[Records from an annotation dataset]
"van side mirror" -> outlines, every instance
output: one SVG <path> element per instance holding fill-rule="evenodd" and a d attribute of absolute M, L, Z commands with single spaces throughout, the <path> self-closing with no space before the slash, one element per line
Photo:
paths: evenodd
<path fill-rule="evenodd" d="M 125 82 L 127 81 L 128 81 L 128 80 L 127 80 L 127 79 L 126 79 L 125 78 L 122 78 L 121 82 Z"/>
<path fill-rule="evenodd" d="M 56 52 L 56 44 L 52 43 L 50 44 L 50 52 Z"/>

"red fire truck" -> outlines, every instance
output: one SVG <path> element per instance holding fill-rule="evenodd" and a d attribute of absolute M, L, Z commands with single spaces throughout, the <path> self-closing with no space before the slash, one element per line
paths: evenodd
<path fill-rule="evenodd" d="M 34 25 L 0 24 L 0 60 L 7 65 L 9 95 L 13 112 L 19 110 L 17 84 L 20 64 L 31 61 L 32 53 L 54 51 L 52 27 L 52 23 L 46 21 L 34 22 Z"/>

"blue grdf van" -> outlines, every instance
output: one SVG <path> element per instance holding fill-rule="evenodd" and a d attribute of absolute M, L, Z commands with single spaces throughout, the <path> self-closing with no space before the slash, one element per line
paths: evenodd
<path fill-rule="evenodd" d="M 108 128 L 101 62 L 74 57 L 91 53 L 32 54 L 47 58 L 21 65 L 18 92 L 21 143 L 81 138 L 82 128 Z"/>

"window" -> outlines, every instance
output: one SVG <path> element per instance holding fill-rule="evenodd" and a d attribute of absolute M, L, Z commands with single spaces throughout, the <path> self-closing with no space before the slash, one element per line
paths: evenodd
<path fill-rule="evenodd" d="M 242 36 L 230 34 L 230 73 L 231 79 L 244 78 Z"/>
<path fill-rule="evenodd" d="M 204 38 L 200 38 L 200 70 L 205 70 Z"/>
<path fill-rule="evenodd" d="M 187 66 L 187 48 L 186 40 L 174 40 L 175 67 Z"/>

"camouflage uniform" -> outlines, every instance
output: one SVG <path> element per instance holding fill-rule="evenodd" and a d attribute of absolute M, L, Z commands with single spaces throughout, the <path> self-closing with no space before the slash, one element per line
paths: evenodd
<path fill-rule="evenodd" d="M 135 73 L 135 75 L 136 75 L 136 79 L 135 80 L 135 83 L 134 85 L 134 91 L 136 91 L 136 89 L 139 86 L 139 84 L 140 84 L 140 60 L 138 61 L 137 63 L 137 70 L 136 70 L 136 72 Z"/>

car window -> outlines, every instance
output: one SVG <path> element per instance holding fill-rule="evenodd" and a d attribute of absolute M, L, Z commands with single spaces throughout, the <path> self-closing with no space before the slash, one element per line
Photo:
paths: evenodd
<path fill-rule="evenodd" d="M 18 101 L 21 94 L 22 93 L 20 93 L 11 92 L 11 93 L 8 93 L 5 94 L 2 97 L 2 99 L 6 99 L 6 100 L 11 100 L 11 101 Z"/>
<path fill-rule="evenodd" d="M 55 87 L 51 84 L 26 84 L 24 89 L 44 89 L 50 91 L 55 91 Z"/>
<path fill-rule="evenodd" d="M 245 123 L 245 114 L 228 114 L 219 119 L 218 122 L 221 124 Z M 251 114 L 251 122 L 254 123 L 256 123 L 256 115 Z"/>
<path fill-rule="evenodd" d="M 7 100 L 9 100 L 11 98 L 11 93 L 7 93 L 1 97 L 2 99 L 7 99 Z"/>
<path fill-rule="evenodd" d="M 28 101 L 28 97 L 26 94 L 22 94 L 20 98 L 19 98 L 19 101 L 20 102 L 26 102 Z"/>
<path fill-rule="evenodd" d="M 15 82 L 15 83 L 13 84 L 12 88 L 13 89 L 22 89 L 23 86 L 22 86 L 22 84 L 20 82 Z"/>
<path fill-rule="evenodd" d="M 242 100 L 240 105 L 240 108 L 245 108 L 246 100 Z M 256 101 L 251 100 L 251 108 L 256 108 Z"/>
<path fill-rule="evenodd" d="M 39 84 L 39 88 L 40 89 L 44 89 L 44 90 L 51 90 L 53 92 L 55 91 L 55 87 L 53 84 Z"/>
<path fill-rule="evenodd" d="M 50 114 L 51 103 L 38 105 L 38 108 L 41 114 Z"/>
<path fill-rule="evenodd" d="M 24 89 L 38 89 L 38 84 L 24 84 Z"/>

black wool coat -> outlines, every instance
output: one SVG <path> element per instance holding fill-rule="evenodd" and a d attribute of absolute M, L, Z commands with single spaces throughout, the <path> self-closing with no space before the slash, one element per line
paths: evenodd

WHAT IS NEEDED - Please present every line of the material above as a numbered list, omitting the blank lines.

WRITTEN RESPONSE -
1. "van side mirror" -> outlines, every instance
2. output: one SVG <path> element per instance holding fill-rule="evenodd" and a d attribute of absolute M, L, Z commands with single spaces throughout, the <path> self-closing with no space before the slash, one element per line
3. Photo:
4. paths: evenodd
5. <path fill-rule="evenodd" d="M 125 82 L 127 81 L 128 81 L 128 80 L 127 80 L 127 79 L 126 79 L 125 78 L 122 78 L 121 82 Z"/>
6. <path fill-rule="evenodd" d="M 56 52 L 56 44 L 52 43 L 50 44 L 50 52 Z"/>
7. "red fire truck" -> outlines, every instance
8. output: one SVG <path> element per instance holding fill-rule="evenodd" and a d attribute of absolute M, L, Z commands with single spaces throughout, the <path> self-closing with no space before the slash, one element per line
9. paths: evenodd
10. <path fill-rule="evenodd" d="M 34 25 L 0 24 L 0 60 L 7 65 L 9 95 L 13 112 L 19 110 L 17 84 L 20 64 L 31 61 L 32 53 L 54 51 L 52 27 L 52 23 L 46 21 L 34 22 Z"/>
11. "blue grdf van" -> outlines, every instance
12. output: one SVG <path> element per instance holding fill-rule="evenodd" and a d attribute of absolute M, L, Z commands with single spaces throughout, the <path> self-closing with no space before the slash, one element per line
13. paths: evenodd
14. <path fill-rule="evenodd" d="M 108 128 L 101 62 L 74 57 L 91 53 L 32 54 L 47 58 L 21 65 L 18 92 L 21 143 L 81 138 L 82 128 Z"/>
15. "window" -> outlines, every instance
16. output: one SVG <path> element per instance holding fill-rule="evenodd" and a d attribute of absolute M, L, Z commands with single spaces throughout, the <path> self-closing with no space before the slash, one element per line
17. paths: evenodd
18. <path fill-rule="evenodd" d="M 242 36 L 230 34 L 230 73 L 231 79 L 244 78 Z"/>
19. <path fill-rule="evenodd" d="M 204 38 L 200 38 L 200 70 L 205 70 Z"/>
20. <path fill-rule="evenodd" d="M 187 66 L 187 48 L 186 40 L 174 40 L 175 67 Z"/>
21. "camouflage uniform" -> outlines, every instance
22. output: one SVG <path> element per instance holding fill-rule="evenodd" and a d attribute of absolute M, L, Z commands with single spaces throughout, the <path> self-closing with no space before the slash, one element per line
23. paths: evenodd
24. <path fill-rule="evenodd" d="M 135 73 L 135 75 L 136 75 L 136 79 L 135 80 L 135 83 L 134 85 L 134 91 L 136 91 L 136 89 L 139 86 L 139 84 L 140 84 L 140 60 L 138 61 L 137 63 L 137 70 L 136 70 L 136 72 Z"/>
25. car window -> outlines, every instance
26. output: one SVG <path> element per instance holding fill-rule="evenodd" and a d attribute of absolute M, L, Z commands with single spaces throughout, the <path> self-closing with no space before the slash, one element per line
27. Photo:
28. paths: evenodd
29. <path fill-rule="evenodd" d="M 18 101 L 21 94 L 22 93 L 20 93 L 11 92 L 11 93 L 8 93 L 5 94 L 2 97 L 2 99 L 6 99 L 6 100 L 11 100 L 11 101 Z"/>
30. <path fill-rule="evenodd" d="M 55 87 L 51 84 L 26 84 L 24 89 L 44 89 L 50 91 L 55 91 Z"/>
31. <path fill-rule="evenodd" d="M 245 123 L 245 114 L 228 114 L 219 119 L 218 122 L 221 124 Z M 251 114 L 251 122 L 254 123 L 256 123 L 256 115 Z"/>
32. <path fill-rule="evenodd" d="M 7 100 L 9 100 L 11 98 L 11 93 L 7 93 L 1 97 L 2 99 L 7 99 Z"/>
33. <path fill-rule="evenodd" d="M 28 101 L 28 97 L 26 94 L 22 94 L 20 98 L 19 98 L 19 101 L 20 102 L 26 102 Z"/>
34. <path fill-rule="evenodd" d="M 15 82 L 15 83 L 13 84 L 12 88 L 13 89 L 22 89 L 23 86 L 22 86 L 22 84 L 20 82 Z"/>
35. <path fill-rule="evenodd" d="M 242 100 L 240 105 L 240 108 L 245 108 L 246 100 Z M 256 101 L 251 100 L 251 108 L 256 108 Z"/>
36. <path fill-rule="evenodd" d="M 39 84 L 39 88 L 40 89 L 44 89 L 44 90 L 51 90 L 53 92 L 55 91 L 55 87 L 53 84 Z"/>
37. <path fill-rule="evenodd" d="M 50 114 L 51 103 L 38 105 L 38 108 L 41 114 Z"/>
38. <path fill-rule="evenodd" d="M 24 89 L 38 89 L 38 84 L 24 84 Z"/>
39. black wool coat -> outlines, every instance
40. output: one SVG <path> element per instance holding fill-rule="evenodd" and a d attribute of absolute M, L, Z commands with single spaces throughout, the <path> self-closing with no space before the slash, one element per line
41. paths: evenodd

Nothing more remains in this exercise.